All that is wanted is how many lines in the records below include the string "sits".

## [Source information]
-=-=-=-=-

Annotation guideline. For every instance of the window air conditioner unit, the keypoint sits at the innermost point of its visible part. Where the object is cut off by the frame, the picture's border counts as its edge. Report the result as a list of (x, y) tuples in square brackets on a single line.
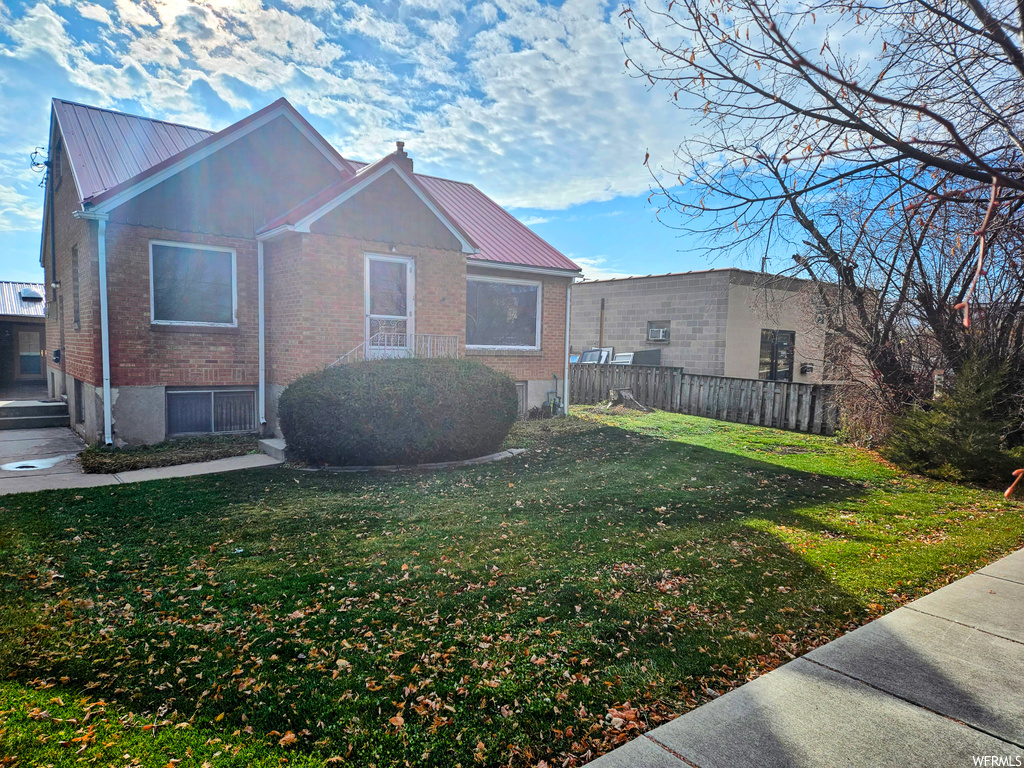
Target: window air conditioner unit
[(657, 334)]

-=-=-=-=-

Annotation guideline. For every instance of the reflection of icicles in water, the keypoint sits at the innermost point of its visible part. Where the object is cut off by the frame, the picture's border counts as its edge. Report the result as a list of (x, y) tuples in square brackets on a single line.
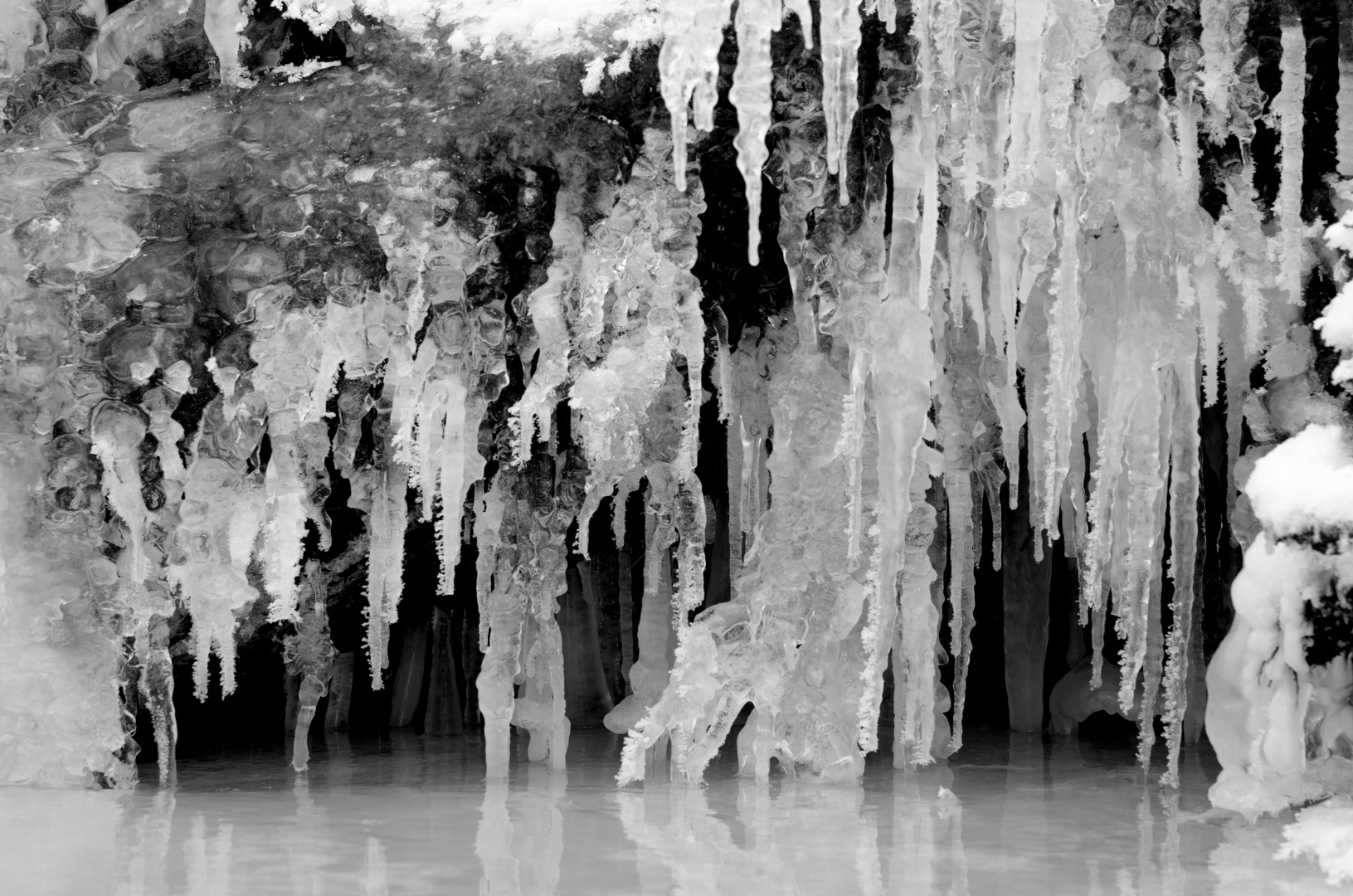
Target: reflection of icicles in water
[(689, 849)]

-=-=-=-=-

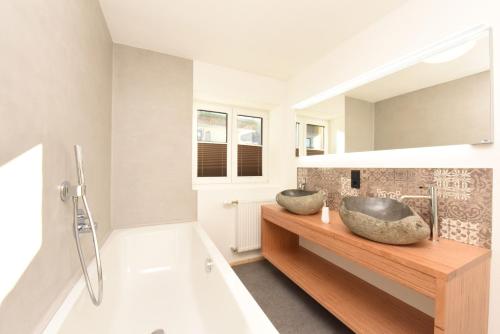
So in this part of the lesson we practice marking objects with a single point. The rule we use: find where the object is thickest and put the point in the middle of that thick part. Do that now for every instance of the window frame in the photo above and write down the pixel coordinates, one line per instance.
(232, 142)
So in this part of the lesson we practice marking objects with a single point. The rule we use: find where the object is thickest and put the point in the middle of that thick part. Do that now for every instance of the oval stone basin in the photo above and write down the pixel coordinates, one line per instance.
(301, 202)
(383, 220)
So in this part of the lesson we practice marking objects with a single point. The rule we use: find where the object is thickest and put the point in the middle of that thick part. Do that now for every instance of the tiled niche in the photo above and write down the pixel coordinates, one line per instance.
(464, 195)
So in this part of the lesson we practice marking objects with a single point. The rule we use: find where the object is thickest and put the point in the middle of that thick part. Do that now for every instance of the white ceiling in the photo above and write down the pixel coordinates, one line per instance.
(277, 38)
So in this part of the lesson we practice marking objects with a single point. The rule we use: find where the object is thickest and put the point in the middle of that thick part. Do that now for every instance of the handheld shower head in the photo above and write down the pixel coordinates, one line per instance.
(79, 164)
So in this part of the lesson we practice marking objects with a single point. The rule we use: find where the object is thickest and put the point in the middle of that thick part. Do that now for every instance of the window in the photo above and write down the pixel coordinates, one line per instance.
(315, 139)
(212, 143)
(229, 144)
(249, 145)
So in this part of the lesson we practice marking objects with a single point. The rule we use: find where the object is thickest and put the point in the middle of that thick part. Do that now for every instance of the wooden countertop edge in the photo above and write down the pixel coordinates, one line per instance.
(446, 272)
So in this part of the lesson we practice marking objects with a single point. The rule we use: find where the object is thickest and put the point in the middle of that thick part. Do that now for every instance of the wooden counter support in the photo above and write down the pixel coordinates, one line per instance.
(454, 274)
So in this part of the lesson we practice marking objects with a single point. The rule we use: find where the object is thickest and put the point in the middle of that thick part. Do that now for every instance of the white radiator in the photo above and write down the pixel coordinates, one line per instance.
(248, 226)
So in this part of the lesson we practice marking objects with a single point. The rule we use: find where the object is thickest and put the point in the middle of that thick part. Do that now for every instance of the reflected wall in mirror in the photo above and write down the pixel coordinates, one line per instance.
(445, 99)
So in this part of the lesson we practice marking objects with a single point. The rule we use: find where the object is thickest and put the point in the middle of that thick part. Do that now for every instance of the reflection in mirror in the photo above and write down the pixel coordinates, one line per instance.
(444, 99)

-=-=-=-=-

## [Solution]
2